Input records —
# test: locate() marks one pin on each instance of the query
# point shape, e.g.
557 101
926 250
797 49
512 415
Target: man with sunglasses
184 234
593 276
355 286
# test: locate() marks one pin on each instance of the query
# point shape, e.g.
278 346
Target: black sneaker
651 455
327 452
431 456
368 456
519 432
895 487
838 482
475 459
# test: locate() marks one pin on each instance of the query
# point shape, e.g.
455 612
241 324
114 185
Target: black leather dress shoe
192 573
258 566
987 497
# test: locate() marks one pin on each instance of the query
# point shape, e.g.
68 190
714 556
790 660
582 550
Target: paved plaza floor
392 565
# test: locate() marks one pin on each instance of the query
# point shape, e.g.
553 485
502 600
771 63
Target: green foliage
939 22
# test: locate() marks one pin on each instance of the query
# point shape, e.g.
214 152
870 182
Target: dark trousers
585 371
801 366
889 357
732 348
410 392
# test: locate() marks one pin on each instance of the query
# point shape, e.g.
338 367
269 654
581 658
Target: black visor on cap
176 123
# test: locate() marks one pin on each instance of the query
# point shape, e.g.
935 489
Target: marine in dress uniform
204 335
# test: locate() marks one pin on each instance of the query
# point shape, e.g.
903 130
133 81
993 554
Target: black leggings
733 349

Exercise aim — The records need to be copied exactly, with no line left out.

Solution below —
# test: locate() marks one pin on each instance of the query
# point shape, e.g.
557 101
926 250
797 49
512 415
Target: man with sunglasses
184 234
593 276
355 286
# test: locate() marks one pin on each instance of the query
# point shape, e.g.
278 346
Target: black sneaker
651 455
327 452
431 456
368 456
519 432
895 487
838 482
475 459
# test: locate() marks one pin on each instance of the query
# point shape, e.g.
455 612
241 324
114 185
Target: black leather dress shoe
192 573
258 566
987 497
# test: locate() marks one pin on each instance of the query
# point shape, e.g.
68 190
714 556
790 660
582 550
Target: paved plaza floor
392 565
# test: locate() marks one pin on each instance of the query
# point shape, e.g.
553 485
502 600
771 63
Target: green foliage
939 22
# test: locate() marks one pin on each instance of the query
# point shape, e.g.
214 152
870 182
Target: dark trousers
585 371
801 366
889 357
732 348
410 392
# test: locate() marks one pin on each instance of the query
# point shape, e.g.
338 367
269 654
581 658
Target: black visor on cap
176 123
# test: locate() marks one pin on each instance of the query
# point shape, e.g.
935 489
Target: marine in dress uniform
204 335
# test: locate() marks one pin on each instance of the query
# point shape, e.g.
903 130
133 81
993 554
Target: black leggings
733 349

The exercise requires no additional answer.